::: GIVEN DATA
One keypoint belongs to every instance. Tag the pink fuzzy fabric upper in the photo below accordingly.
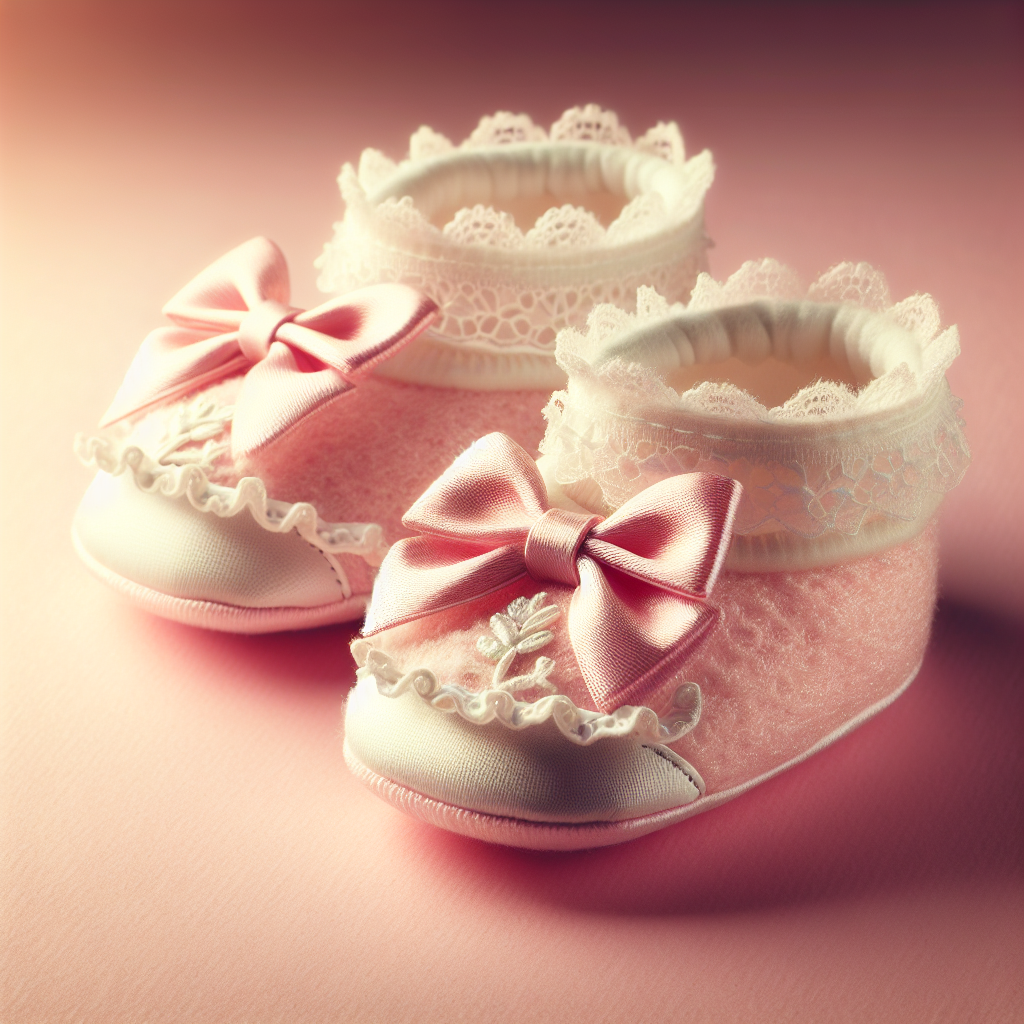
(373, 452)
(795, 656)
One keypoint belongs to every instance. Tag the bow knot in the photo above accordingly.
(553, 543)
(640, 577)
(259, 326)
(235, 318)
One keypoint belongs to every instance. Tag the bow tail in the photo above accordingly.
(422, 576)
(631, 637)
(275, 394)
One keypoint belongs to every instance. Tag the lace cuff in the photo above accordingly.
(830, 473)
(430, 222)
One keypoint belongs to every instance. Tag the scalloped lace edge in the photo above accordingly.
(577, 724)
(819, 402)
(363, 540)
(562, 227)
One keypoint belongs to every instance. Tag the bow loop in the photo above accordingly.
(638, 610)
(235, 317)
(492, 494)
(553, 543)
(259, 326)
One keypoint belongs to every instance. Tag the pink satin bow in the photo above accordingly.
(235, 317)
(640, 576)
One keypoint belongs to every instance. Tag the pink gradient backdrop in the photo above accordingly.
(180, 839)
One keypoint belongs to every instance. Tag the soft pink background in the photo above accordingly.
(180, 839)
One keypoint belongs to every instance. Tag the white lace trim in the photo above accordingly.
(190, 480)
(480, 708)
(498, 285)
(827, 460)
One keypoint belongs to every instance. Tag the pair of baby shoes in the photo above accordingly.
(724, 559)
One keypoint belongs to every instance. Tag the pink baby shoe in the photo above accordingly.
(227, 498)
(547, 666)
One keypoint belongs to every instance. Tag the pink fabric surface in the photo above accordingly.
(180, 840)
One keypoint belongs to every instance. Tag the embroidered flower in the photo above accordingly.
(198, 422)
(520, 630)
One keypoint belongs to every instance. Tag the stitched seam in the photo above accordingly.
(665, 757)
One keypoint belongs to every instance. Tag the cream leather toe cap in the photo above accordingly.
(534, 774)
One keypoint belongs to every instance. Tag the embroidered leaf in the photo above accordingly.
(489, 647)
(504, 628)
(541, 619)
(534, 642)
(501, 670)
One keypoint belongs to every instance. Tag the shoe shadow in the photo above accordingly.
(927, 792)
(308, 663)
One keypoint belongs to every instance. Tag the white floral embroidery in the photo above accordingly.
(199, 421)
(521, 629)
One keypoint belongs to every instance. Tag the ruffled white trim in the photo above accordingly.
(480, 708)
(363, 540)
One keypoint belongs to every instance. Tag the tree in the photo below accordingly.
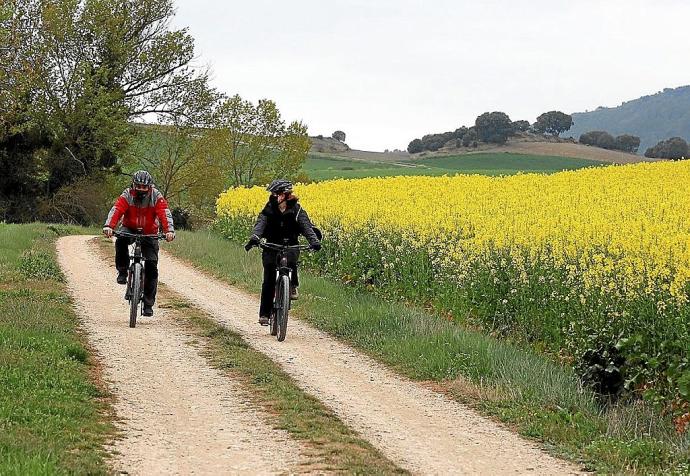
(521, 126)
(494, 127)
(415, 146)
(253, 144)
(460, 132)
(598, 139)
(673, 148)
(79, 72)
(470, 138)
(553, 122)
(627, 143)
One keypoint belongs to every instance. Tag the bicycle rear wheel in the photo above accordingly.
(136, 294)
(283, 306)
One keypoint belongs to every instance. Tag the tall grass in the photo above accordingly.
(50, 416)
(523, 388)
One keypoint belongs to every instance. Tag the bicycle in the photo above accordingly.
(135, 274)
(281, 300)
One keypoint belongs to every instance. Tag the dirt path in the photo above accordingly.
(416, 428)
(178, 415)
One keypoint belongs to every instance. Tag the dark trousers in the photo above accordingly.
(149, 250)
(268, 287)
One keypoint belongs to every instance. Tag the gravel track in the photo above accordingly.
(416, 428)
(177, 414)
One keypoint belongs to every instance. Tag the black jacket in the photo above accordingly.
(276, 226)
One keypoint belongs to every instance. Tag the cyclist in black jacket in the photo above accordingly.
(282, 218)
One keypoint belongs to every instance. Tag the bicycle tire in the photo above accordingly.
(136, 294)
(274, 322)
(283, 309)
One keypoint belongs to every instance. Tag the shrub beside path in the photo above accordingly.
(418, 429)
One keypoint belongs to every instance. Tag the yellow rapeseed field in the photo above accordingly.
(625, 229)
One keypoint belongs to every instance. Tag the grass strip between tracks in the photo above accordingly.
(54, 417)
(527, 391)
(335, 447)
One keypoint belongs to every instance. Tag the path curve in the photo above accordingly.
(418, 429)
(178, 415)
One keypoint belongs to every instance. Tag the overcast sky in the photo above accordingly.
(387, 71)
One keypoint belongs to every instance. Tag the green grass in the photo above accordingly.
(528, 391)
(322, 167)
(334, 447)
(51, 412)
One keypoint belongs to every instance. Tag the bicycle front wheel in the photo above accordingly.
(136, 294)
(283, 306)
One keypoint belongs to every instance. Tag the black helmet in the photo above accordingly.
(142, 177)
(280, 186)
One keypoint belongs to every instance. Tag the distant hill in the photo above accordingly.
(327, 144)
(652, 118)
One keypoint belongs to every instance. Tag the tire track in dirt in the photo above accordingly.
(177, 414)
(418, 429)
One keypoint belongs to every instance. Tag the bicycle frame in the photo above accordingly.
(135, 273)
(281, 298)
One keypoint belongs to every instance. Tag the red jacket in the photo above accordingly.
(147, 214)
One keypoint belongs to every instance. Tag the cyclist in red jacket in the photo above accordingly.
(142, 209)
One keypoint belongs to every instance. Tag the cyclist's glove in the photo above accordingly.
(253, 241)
::::::
▶ DIRECTIONS
Pictures are not part of the copy; reproduce everything else in the records exactly.

▶ ANSWER TO THE TASK
One keypoint belongs to every instance. Tag the pink fuzzy fabric upper in the photo below accordingly.
(373, 452)
(795, 656)
One keypoint belongs to every instance. Tag the bow knot in the photo above accordingly.
(553, 543)
(640, 577)
(259, 326)
(235, 318)
One keypoint belongs to every instance. Tag the bow tail in the photo above accordingly.
(422, 576)
(631, 637)
(275, 394)
One keypoint belongs to every instance. Tag the lace cuff in the photo above accordingly.
(830, 473)
(430, 222)
One keypoint belongs to every instance. Tag the scalloped lace edge in the photo above accordingly.
(577, 724)
(819, 402)
(363, 540)
(562, 227)
One keypoint belongs to every instance. Tag the bow loop in the photo above accordingly.
(638, 610)
(235, 317)
(492, 494)
(553, 543)
(259, 326)
One keypoint belongs to every instance. Tag the pink satin bow in the photo above accordingly.
(235, 317)
(640, 576)
One keypoint belongs to every instance. Tag the pink gradient backdrop in the photo above accordingly.
(180, 839)
One keypoint belongs to every instance. Tag the soft pink background in the photo above accordingly.
(180, 839)
One keypoint belongs to every instance. Tag the white lace trim in the photo above accordingly.
(190, 480)
(480, 708)
(498, 285)
(827, 460)
One keypoint belongs to every instance. Tag the pair of baby shoes in the photo above accordingly.
(724, 559)
One keypoint belongs to every instance. Tag the pink baby shoe in the photo above accordingly.
(227, 498)
(547, 666)
One keypoint belongs to every instance. Tag the pink fabric surface in the photo above accordingly.
(180, 840)
One keypoint belongs to every instance. Tag the embroidered flower in the photo above accordingly.
(198, 422)
(520, 630)
One keypoint belongs to every instance. Tag the stitched seam in the photo above accordingly.
(665, 757)
One keypoint belongs to every instance. Tag the cream leather toe cap in the photo above accordingly.
(534, 774)
One keypoint belongs to every instance. Tag the embroidered leaf in the photo above accordingly.
(489, 647)
(504, 628)
(541, 619)
(534, 642)
(501, 670)
One keypoint belongs to every instance. Tag the shoe shadow in the photo above accordingly.
(927, 792)
(308, 663)
One keypoint belongs to every instance. Tag the white floral embroidery in the photo above accordingly.
(199, 421)
(521, 629)
One keypoint belongs to every instance. Tag the ruffled white trim in the photo above accordingly.
(480, 708)
(363, 540)
One keypoint belongs to every instance. Tag the tree in the photo below accordingly.
(521, 126)
(494, 127)
(415, 146)
(253, 144)
(460, 132)
(598, 139)
(673, 148)
(79, 72)
(470, 138)
(553, 122)
(627, 143)
One keypoint belongs to every instance. Tag the bicycle rear wheel in the photo above accordingly.
(136, 294)
(283, 306)
One keypoint belongs to every instance. Tag the tall grass in the photo above accordingly.
(50, 416)
(523, 388)
One keypoint belongs to every instance. Tag the bicycle in the photo above accordingly.
(135, 274)
(281, 300)
One keypoint belongs to every instance. Tag the dirt path in the photo above accordingly.
(416, 428)
(178, 415)
One keypoint belongs to every instance. Tag the dark trousers in the photo above accordingly.
(149, 250)
(268, 287)
One keypoint belongs to every instance. Tag the gravel track in the photo above accordingly.
(416, 428)
(177, 414)
One keypoint belongs to every instance. Tag the black jacket in the photo above accordingly.
(276, 226)
One keypoint belongs to every instance. Tag the cyclist in black jacket in the photo above accordingly.
(282, 218)
One keypoint belongs to every instance. Tag the bicycle tire in the photo above accordingly.
(136, 294)
(274, 322)
(283, 309)
One keypoint belongs to every instance. Tag the shrub beside path in the photo above accordingly.
(418, 429)
One keypoint belongs to every instance. Tag the yellow rapeseed field in the photo above accordingly.
(625, 229)
One keypoint belongs to every instance. Tag the grass strip between tracks in the photo above accordingly.
(54, 417)
(527, 391)
(335, 447)
One keypoint belongs to every instance. Tag the path curve in the photo above accordingly.
(418, 429)
(178, 415)
One keypoint belongs to every instance. Tag the overcast sky in the photo above accordingly.
(387, 71)
One keypoint belongs to every instance. Tag the green grass in the photo above accordingly.
(528, 391)
(322, 167)
(334, 447)
(51, 412)
One keypoint belongs to every instance. Tag the bicycle front wheel in the photo above accordingly.
(136, 294)
(283, 306)
One keypoint belongs to every instance. Tag the black helmet in the photo above accordingly.
(142, 177)
(280, 186)
One keypoint belongs to every instance. Tag the distant hill in the photo above accordingly.
(327, 144)
(652, 118)
One keypoint belongs to every instance. Tag the tire track in dirt in the photo above accordingly.
(177, 414)
(418, 429)
One keypoint belongs to every instance. Tag the bicycle frame in the photo above accordingly.
(135, 273)
(281, 298)
One keypoint belongs to every instance. Tag the red jacket in the photo above accordingly.
(147, 214)
One keypoint belongs to every instance. Tag the cyclist in red jacket in the photo above accordingly.
(142, 209)
One keypoint belongs to every instance. Tag the cyclist's glove in the photo above accordingly.
(253, 241)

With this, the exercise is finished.